WORK TO DO: Please turn the records below into a Markdown table with two columns, Row and Record line. Give each line its own numbered row and leave out blank lines.

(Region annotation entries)
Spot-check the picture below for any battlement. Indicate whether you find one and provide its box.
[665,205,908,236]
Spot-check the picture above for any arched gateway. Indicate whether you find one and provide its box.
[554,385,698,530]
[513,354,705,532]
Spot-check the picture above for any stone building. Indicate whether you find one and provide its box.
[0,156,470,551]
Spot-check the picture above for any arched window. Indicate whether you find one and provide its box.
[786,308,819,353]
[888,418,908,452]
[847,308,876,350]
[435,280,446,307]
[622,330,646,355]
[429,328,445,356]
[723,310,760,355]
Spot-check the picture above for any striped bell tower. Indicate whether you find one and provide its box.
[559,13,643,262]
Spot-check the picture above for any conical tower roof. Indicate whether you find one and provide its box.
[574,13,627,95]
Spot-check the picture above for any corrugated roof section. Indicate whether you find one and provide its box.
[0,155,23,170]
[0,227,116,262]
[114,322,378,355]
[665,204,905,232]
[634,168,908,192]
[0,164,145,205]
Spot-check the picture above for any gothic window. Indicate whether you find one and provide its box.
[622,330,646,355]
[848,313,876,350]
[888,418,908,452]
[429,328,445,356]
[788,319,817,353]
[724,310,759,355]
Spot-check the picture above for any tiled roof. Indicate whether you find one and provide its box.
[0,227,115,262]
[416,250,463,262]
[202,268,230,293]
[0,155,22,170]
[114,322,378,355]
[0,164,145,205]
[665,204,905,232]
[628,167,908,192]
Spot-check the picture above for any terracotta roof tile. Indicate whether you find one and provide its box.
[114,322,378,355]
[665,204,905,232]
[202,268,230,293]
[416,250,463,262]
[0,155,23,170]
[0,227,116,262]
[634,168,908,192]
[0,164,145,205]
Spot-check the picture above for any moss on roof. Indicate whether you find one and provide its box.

THE SOLUTION:
| Row | Record line |
|---|---|
| 1 | Spot-check the picture below for any battlement. Indicate whether you find one and provide its box. |
| 2 | [665,205,908,236] |
| 3 | Spot-check the picture above for any arched gateway. Indicate whether you find one and provide its box. |
| 4 | [554,385,698,530] |
| 5 | [513,354,705,532] |
| 6 | Spot-check the picture above for any stone building. Indicate whether you find one and provide its box. |
| 7 | [0,156,470,551] |
| 8 | Spot-check the picture above for any arched window. Indicate whether you find one and provide its box. |
| 9 | [786,308,819,353] |
| 10 | [888,418,908,452] |
| 11 | [847,308,876,350] |
| 12 | [435,280,446,307] |
| 13 | [622,330,646,355] |
| 14 | [429,328,445,356] |
| 15 | [723,310,760,355] |
| 16 | Spot-check the picture above for any striped bell tower. Indicate whether you find one and provide its box. |
| 17 | [559,13,643,262] |
| 18 | Spot-check the picture above for any conical tower roof. Indicate whether you find one and provide its box. |
| 19 | [574,13,627,95] |
| 20 | Spot-check the picture above for any corrugated roof section. Indicate whether you find one and provide its box. |
| 21 | [0,155,23,170] |
| 22 | [0,227,116,262] |
| 23 | [114,322,378,355] |
| 24 | [665,204,905,232] |
| 25 | [634,168,908,192] |
| 26 | [0,164,145,205] |
| 27 | Spot-check the picture above for any gothic window. Indicate whether you find one and provide its box. |
| 28 | [622,330,646,355] |
| 29 | [848,313,876,350] |
| 30 | [888,418,908,452] |
| 31 | [429,328,445,356] |
| 32 | [788,319,817,353] |
| 33 | [724,310,759,355] |
| 34 | Spot-check the picture above for any tiled roof. Indicate whether you find one and provide its box. |
| 35 | [0,227,115,262] |
| 36 | [416,250,463,262] |
| 37 | [202,268,230,293] |
| 38 | [0,155,22,170] |
| 39 | [114,322,378,355] |
| 40 | [0,164,145,205] |
| 41 | [665,204,905,232] |
| 42 | [628,167,908,192] |
| 43 | Spot-check the picture above for any terracotta roof tile. Indicate whether you find one and provide its box. |
| 44 | [114,322,378,355] |
| 45 | [665,204,905,232] |
| 46 | [202,268,230,293] |
| 47 | [416,250,463,262] |
| 48 | [0,155,23,170] |
| 49 | [0,227,116,262] |
| 50 | [634,168,908,192] |
| 51 | [0,164,145,205] |
| 52 | Spot-check the picture above for any moss on roof. Indicate whether you find one and provide its box. |